◆ THE DATA ◆

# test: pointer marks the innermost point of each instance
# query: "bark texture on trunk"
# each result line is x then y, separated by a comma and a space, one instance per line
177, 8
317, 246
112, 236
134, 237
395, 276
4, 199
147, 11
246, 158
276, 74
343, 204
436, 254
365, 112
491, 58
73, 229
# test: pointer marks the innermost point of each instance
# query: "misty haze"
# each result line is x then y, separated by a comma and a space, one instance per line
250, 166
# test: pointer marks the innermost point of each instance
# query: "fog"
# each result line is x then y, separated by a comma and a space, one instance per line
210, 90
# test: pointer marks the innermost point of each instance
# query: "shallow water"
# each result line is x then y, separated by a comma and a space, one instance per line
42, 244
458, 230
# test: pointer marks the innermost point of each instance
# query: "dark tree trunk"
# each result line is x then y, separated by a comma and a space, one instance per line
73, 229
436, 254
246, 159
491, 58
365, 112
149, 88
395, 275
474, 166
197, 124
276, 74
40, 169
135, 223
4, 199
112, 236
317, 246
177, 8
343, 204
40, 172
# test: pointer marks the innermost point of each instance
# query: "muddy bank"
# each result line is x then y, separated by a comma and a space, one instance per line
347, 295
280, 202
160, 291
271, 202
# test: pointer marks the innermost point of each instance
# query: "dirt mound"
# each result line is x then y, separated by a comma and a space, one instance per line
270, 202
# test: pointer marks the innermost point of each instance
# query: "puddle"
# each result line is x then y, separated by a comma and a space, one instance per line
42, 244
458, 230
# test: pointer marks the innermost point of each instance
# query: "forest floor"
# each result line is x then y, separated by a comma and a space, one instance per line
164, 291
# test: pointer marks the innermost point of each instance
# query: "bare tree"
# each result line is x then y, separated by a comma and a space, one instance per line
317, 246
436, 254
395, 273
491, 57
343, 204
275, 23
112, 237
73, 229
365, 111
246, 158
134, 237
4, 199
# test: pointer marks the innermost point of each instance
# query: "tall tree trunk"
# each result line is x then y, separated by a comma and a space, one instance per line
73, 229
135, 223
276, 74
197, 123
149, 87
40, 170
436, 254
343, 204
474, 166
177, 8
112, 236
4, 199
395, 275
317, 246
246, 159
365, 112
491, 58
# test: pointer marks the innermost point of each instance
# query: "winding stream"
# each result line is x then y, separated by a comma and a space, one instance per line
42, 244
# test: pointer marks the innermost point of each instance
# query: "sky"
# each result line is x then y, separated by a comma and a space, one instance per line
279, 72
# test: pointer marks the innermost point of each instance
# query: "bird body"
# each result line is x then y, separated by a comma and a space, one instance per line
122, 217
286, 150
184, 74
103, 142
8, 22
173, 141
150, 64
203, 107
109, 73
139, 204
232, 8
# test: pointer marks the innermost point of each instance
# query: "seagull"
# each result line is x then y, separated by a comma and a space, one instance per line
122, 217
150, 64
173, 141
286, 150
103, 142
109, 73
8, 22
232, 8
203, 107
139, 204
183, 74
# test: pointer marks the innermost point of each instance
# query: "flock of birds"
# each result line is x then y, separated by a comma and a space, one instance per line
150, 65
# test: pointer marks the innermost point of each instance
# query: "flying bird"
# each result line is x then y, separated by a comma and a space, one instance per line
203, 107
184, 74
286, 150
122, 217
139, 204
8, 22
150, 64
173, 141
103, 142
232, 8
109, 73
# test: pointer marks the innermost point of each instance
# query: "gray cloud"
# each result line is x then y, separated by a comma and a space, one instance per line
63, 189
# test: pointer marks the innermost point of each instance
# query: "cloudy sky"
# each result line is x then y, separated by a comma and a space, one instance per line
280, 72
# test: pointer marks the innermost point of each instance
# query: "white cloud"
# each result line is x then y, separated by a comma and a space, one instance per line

◆ WHAT THIS TASK INVOLVES ◆
Copy out the full material exactly as it appears.

◆ ANSWER TO THIS TASK ◆
# test: pointer marks the innermost point of each instance
# query: "bark texture on trunk"
# each result line is x then y, separated by a comma and a space, one instance per line
177, 8
317, 246
112, 236
134, 237
395, 276
4, 199
147, 11
246, 158
276, 74
343, 204
436, 254
365, 112
491, 58
73, 229
# test: pointer marks the innermost point of each instance
# query: "misty haze"
# each result line is x then y, separated by a comma and a space, one instance per line
250, 166
# test: pointer marks the innermost point of each instance
# query: "fog"
# each result line is x then y, separated by a comma and a space, one instance per line
210, 90
# test: pointer marks the innermost point of each instance
# query: "shallow water"
# each result line is x then y, separated by a comma and a space, one instance per line
42, 244
458, 230
# test: pointer marks the innermost point of each instance
# query: "dark tree trunk"
# each result line is x then y, separated by a comma and a space, one instance per line
73, 229
436, 254
246, 159
491, 58
365, 112
149, 88
395, 275
474, 166
197, 124
276, 74
40, 169
135, 223
4, 199
112, 236
317, 246
177, 8
343, 204
40, 172
# test: pointer marks the innermost point of each instance
# query: "muddy bank"
# each result line is x then y, separated by a comma and a space, one instance per line
347, 295
280, 202
160, 291
271, 202
# test: pointer marks the innermost point of each instance
# query: "dirt mound"
# each result line is x then y, separated by a comma and a space, one instance per line
270, 202
# test: pointer marks the innermost point of each instance
# query: "puddle"
# each result line is x then y, separated by a comma and a space, one instance per line
42, 244
458, 230
# test: pointer marks the innermost point of each instance
# query: "forest floor"
# each result line is x then y, separated by a comma and a space, one instance per line
164, 291
# test: pointer marks the innermost point of each instance
# query: "bare tree"
# each result line is x then y, separated by a comma and a space, one instance per line
317, 246
436, 254
395, 273
491, 57
343, 204
275, 23
112, 237
73, 229
365, 111
246, 158
134, 237
4, 199
# test: pointer marks the innermost point of each instance
# query: "tall tree trunk"
# each result line is x then y, separated by a comma and a space, one instance per line
73, 229
135, 223
276, 74
197, 123
149, 87
40, 170
436, 254
343, 204
474, 166
177, 8
112, 236
4, 199
395, 275
317, 246
246, 159
365, 112
491, 58
# test: pointer marks the innermost point of each instance
# query: "winding stream"
# each result line is x then y, separated by a comma and a space, one instance per line
42, 244
# test: pointer marks the innermost point of each instance
# query: "sky"
# each result line is x then y, separated by a comma and a space, one instance per line
279, 72
# test: pointer marks the innermost point of each instance
# query: "bird body"
# each result line is x then y, separated by a comma and a space, one instance per line
122, 217
286, 150
184, 74
103, 142
8, 22
173, 141
150, 64
203, 107
109, 73
139, 204
232, 8
# test: pointer marks the innermost point of each instance
# query: "seagull"
# each result line is x then y, separated by a comma and a space, one instance per line
122, 217
150, 64
173, 141
286, 150
103, 142
109, 73
8, 22
232, 8
203, 107
139, 204
183, 74
# test: pointer marks the innermost point of each instance
# query: "flock of birds"
# each result line is x then y, separated by a comma and a space, one instance per line
150, 65
# test: pointer marks the innermost point of each instance
# query: "flying bird"
# each result line is x then y, separated by a comma and a space, one instance per line
203, 107
184, 74
286, 150
122, 217
139, 204
8, 22
150, 64
173, 141
103, 142
232, 8
109, 73
# test: pointer marks the innermost point of each instance
# query: "gray cloud"
# each result line is x then y, separated by a comma and a space, one instance per line
63, 189
# test: pointer marks the innermost point of each instance
# query: "cloudy sky"
# each result line is x then y, separated by a comma and a space, one instance per line
280, 72
# test: pointer marks the innermost point of each instance
# query: "white cloud"
# each result line is x then y, separated by a comma and a space, one instance per line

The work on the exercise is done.